> Request
Extract each line of the records below that contains the string "ladder", treating uppercase and lowercase letters as distinct.

> Records for processing
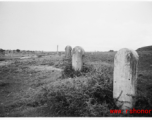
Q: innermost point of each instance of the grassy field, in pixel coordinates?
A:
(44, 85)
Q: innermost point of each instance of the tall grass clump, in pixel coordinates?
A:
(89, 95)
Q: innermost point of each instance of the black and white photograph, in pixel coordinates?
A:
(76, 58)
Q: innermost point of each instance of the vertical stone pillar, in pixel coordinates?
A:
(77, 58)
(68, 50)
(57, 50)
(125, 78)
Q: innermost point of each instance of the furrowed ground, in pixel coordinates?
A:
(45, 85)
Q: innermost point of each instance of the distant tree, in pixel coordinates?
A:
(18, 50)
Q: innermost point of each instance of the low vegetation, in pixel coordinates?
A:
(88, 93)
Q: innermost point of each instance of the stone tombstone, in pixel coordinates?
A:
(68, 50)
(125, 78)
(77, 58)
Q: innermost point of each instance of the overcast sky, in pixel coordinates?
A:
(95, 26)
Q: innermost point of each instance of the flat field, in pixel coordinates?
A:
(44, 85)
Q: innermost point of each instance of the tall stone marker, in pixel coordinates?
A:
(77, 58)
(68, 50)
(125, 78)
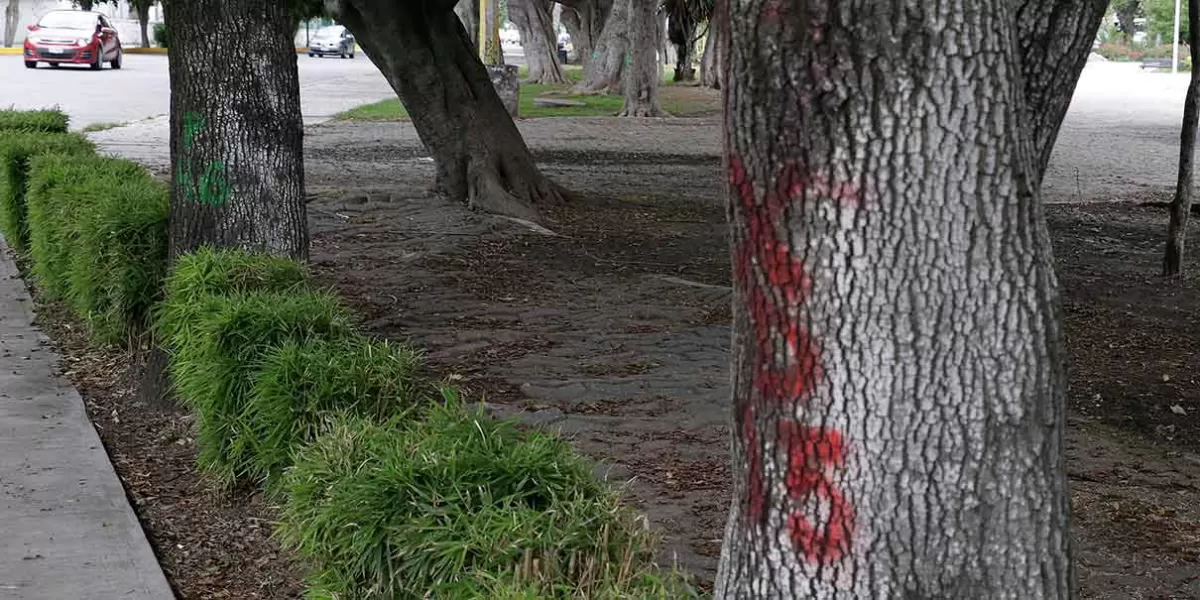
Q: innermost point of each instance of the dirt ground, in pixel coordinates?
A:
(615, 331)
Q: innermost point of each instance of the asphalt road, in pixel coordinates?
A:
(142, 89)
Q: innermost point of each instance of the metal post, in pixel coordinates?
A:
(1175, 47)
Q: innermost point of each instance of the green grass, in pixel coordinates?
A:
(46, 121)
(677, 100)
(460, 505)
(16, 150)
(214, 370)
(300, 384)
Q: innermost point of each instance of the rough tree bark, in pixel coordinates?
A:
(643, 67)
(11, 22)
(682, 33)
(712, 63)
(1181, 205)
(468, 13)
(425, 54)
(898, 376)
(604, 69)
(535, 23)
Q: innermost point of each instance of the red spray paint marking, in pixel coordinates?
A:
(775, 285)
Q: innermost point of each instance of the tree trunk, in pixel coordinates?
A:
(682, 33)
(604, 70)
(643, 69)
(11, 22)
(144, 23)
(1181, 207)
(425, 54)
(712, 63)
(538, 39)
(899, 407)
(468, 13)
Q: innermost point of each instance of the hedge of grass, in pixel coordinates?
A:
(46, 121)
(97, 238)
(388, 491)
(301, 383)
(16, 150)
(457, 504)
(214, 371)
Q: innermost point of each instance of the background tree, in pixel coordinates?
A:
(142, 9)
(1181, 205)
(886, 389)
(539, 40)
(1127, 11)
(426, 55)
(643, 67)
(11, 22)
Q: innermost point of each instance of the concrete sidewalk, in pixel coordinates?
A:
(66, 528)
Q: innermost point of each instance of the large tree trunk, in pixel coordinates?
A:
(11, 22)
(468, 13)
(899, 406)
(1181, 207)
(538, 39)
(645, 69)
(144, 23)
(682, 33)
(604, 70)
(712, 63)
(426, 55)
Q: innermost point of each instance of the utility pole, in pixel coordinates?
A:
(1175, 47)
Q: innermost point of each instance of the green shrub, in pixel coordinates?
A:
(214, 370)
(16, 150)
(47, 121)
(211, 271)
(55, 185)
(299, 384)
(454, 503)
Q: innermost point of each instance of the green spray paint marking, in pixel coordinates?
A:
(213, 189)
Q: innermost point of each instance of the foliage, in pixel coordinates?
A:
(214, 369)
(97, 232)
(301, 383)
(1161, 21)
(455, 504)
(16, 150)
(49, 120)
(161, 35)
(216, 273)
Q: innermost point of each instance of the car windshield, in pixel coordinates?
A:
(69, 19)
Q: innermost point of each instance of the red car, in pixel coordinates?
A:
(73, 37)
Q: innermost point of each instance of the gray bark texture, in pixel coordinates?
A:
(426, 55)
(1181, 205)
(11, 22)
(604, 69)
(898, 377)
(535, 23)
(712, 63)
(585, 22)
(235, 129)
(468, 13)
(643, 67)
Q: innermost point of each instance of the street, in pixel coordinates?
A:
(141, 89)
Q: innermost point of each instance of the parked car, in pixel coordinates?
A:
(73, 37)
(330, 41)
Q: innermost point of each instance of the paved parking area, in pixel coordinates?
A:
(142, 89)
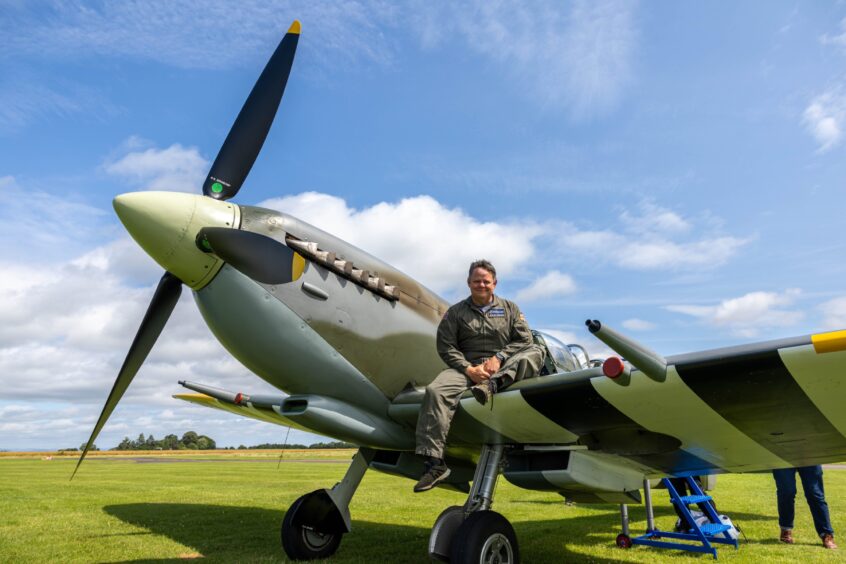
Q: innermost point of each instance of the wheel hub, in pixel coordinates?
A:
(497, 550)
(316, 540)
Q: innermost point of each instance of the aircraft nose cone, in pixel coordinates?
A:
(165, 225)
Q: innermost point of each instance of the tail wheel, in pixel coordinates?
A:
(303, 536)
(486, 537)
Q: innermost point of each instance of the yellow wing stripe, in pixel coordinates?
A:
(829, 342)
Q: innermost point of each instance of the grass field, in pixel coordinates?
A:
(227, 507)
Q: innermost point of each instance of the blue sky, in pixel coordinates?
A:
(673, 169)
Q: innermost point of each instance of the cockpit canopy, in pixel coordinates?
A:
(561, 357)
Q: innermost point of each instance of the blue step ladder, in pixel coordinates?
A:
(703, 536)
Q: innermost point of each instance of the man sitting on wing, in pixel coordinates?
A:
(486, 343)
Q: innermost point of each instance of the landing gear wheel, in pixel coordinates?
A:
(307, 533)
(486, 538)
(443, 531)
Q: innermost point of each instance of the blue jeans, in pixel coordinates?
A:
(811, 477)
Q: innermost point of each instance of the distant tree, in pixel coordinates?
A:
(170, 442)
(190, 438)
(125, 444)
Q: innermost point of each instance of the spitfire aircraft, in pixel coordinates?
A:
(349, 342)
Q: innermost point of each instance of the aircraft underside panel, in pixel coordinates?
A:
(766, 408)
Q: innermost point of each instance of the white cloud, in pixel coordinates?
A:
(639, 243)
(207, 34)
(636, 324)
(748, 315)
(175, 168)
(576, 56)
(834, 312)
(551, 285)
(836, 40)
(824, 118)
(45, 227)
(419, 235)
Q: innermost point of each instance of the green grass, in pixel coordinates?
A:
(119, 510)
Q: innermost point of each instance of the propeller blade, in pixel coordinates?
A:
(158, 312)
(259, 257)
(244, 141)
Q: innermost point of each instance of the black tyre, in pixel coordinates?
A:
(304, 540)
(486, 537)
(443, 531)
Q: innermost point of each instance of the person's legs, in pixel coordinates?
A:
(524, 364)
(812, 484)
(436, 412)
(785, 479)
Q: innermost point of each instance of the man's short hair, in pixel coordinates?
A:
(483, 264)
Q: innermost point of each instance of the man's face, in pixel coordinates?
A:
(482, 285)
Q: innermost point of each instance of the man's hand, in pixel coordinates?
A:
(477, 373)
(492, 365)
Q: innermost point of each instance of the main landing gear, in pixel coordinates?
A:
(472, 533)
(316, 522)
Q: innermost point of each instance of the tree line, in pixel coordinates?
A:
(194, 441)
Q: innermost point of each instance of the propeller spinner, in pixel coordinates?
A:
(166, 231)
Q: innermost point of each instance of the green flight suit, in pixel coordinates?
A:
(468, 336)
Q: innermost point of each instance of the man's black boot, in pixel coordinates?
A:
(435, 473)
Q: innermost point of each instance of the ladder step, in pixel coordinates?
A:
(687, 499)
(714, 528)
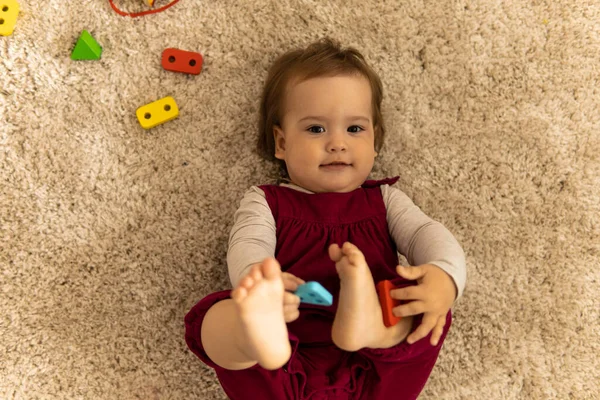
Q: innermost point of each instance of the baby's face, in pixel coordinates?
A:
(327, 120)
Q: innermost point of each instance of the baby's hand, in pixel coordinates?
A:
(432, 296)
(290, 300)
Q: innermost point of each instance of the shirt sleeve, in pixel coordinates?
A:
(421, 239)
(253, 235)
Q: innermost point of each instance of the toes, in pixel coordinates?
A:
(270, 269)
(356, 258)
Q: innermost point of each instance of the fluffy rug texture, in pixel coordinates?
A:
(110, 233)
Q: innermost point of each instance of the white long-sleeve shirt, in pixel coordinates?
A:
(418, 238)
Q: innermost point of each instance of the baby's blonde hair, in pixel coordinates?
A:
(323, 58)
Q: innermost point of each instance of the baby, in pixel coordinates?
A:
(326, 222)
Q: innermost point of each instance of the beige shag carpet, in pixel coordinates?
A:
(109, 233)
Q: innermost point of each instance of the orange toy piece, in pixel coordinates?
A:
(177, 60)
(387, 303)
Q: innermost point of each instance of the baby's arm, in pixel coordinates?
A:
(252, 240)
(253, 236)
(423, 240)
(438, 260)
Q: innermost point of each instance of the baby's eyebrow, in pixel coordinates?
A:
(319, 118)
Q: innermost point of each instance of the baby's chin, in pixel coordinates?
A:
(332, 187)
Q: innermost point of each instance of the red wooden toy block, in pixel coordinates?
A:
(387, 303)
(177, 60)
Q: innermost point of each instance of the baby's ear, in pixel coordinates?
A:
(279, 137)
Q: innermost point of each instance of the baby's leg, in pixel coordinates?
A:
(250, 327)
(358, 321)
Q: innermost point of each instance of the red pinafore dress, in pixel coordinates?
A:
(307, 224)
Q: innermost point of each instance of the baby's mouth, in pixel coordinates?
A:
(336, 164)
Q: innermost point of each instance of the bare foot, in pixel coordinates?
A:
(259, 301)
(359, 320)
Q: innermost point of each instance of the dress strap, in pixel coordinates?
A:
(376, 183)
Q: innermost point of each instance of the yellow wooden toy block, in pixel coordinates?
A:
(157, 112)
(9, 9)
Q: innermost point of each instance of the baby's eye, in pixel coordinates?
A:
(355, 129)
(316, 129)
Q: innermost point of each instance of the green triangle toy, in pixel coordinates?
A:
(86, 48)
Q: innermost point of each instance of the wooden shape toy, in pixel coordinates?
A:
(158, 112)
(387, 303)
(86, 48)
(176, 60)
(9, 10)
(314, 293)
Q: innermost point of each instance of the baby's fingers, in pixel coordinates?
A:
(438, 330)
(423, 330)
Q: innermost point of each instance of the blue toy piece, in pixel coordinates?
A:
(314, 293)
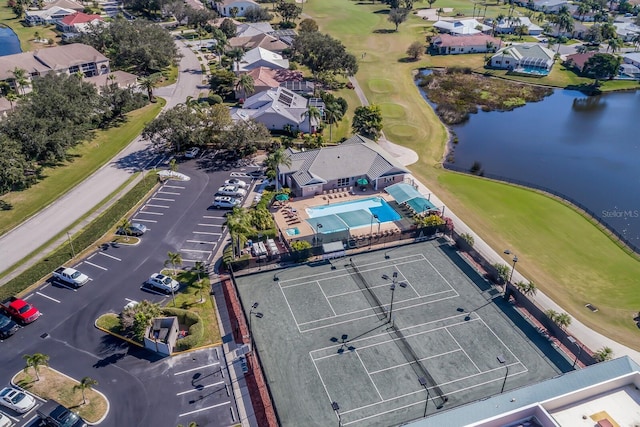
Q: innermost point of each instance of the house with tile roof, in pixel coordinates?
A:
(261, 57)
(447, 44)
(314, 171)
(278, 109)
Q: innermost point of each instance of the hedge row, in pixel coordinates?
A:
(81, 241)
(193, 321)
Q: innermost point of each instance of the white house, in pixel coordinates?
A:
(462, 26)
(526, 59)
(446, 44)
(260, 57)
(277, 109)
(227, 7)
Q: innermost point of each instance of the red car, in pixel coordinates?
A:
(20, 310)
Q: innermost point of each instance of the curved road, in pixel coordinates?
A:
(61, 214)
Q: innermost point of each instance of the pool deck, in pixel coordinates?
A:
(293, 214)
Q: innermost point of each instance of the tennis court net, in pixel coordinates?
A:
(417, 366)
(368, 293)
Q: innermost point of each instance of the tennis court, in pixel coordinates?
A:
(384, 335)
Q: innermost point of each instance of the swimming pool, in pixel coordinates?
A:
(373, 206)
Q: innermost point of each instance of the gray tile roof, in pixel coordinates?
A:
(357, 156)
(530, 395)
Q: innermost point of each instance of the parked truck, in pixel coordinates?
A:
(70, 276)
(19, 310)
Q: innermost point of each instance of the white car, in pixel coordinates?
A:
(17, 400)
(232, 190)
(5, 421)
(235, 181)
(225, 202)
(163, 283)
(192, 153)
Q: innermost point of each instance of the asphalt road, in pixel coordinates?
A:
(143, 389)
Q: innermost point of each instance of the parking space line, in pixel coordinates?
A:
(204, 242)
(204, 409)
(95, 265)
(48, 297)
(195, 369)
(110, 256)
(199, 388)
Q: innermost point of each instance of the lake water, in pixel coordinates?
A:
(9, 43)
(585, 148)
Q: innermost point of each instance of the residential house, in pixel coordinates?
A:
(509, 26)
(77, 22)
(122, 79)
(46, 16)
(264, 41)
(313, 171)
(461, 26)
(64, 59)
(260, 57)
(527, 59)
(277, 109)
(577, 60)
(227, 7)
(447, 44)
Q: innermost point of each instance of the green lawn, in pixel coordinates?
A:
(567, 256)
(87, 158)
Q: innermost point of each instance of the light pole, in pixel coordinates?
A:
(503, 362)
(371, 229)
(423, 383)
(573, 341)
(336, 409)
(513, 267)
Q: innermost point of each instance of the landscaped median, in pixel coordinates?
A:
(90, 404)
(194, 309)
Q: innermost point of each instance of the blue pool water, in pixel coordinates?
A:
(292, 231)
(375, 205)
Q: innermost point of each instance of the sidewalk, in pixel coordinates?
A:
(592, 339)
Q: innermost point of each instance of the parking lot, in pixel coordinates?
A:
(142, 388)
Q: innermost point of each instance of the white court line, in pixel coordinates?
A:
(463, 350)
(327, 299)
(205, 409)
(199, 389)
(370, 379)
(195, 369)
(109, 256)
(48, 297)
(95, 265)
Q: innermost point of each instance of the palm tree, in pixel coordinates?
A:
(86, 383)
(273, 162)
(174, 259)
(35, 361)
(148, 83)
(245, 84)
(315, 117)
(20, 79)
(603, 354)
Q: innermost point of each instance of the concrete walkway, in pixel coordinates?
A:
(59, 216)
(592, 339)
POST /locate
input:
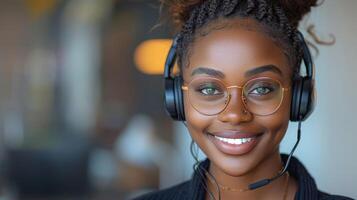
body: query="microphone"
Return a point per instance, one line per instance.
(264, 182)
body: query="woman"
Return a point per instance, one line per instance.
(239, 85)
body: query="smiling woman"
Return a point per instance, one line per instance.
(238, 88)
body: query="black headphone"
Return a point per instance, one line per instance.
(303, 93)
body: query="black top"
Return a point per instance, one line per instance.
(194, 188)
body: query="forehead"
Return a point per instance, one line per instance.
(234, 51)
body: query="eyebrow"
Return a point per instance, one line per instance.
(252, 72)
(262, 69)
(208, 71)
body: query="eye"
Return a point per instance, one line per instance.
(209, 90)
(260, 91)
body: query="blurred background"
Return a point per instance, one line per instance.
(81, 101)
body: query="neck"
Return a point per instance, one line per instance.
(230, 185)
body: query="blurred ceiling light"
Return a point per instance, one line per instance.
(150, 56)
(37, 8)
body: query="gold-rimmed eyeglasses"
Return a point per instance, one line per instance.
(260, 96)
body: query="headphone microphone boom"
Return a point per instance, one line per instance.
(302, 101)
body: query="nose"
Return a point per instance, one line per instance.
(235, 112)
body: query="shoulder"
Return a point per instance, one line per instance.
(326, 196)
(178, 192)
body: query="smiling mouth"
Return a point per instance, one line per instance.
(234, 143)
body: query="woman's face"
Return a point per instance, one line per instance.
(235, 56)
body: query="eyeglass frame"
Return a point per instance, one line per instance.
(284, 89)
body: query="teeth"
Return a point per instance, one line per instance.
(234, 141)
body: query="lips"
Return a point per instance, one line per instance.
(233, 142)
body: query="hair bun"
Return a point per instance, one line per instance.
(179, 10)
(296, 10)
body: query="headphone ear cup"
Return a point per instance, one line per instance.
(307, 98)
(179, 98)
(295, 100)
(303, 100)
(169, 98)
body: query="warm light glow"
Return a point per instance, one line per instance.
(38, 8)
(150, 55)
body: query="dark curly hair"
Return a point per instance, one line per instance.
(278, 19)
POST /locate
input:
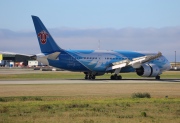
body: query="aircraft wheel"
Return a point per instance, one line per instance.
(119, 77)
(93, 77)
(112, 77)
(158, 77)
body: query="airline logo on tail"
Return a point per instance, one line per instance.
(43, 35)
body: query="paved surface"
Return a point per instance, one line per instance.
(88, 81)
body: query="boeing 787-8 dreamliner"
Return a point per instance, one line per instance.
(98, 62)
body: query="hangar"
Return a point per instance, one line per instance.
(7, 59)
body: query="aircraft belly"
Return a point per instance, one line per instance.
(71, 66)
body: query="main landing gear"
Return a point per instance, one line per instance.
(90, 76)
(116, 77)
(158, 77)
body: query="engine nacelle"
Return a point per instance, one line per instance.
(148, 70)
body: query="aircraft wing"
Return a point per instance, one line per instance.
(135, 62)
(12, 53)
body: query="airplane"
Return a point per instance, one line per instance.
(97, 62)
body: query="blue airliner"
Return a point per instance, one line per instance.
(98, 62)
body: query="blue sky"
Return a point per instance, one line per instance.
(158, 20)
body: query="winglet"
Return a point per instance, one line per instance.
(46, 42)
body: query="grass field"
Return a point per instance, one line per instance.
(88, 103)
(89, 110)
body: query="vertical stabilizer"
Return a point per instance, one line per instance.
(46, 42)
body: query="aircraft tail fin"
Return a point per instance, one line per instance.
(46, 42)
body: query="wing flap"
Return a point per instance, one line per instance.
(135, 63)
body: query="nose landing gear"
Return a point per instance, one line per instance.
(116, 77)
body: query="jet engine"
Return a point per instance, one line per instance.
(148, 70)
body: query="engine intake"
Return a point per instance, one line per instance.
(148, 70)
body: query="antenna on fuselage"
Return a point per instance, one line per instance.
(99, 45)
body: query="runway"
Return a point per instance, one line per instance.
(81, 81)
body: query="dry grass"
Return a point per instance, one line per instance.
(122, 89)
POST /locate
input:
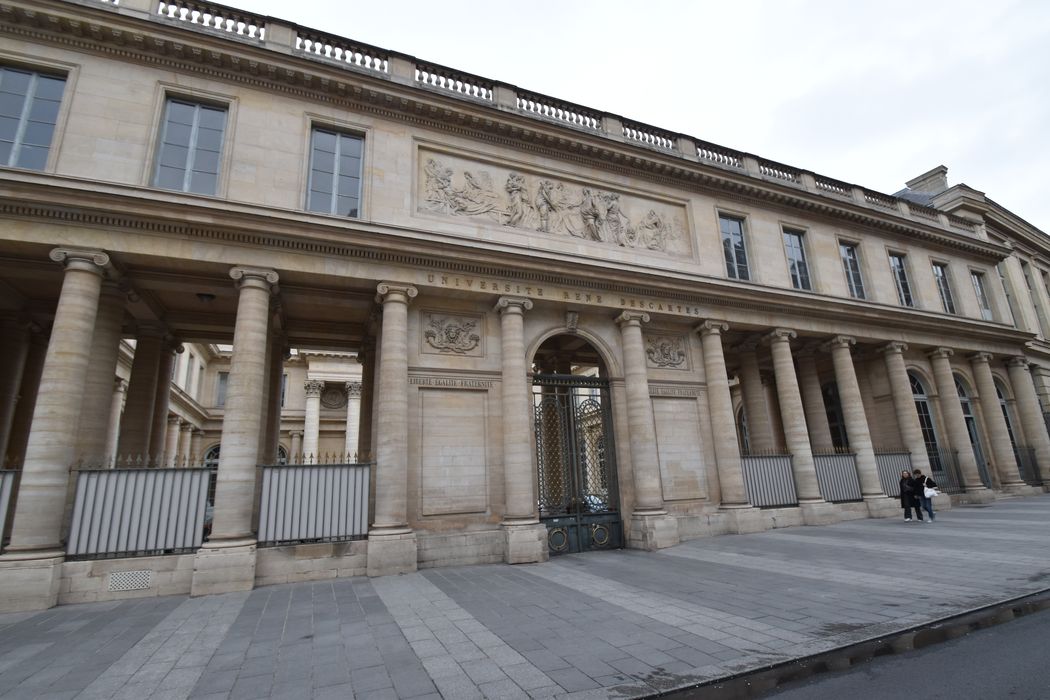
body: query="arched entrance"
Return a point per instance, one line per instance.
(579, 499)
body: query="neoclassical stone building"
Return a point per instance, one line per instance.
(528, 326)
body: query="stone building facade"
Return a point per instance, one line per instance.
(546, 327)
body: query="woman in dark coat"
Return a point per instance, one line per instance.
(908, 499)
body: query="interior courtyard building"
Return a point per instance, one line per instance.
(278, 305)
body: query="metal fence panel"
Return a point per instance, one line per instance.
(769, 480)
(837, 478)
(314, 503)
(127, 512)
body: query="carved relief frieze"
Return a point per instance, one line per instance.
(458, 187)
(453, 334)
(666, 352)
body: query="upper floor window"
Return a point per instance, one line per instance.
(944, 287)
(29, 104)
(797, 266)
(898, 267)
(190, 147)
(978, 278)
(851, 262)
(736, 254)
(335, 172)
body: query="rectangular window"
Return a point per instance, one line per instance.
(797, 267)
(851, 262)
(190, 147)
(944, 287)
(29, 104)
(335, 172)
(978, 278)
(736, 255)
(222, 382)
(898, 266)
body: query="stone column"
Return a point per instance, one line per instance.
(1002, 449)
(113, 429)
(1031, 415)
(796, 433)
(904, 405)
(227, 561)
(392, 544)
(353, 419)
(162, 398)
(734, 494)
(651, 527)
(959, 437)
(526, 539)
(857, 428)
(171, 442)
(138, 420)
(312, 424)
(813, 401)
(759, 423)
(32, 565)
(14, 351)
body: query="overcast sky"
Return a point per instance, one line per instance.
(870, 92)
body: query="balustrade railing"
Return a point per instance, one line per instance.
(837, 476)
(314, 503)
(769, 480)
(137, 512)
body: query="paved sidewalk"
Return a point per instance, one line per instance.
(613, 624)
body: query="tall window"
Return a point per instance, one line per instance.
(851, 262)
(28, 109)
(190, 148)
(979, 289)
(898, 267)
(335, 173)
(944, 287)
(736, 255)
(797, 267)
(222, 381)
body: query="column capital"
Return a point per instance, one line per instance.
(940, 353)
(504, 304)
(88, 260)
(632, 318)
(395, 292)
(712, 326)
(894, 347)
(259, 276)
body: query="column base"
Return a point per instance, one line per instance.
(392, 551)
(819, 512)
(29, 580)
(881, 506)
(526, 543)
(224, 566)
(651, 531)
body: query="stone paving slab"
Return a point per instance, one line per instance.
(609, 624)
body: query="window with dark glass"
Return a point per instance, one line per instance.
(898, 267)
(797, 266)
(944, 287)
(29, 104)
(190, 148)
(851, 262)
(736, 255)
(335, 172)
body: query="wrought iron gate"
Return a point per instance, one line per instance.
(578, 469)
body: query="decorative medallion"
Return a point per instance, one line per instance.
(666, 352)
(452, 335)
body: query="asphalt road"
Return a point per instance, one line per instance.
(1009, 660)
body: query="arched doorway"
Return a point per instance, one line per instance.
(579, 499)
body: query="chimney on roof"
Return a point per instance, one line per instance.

> Output for this task
Q: innermost point of each instance of the blue step ladder, in pixel coordinates?
Q: innermost point of each instance of the ladder step, in pixel coordinates?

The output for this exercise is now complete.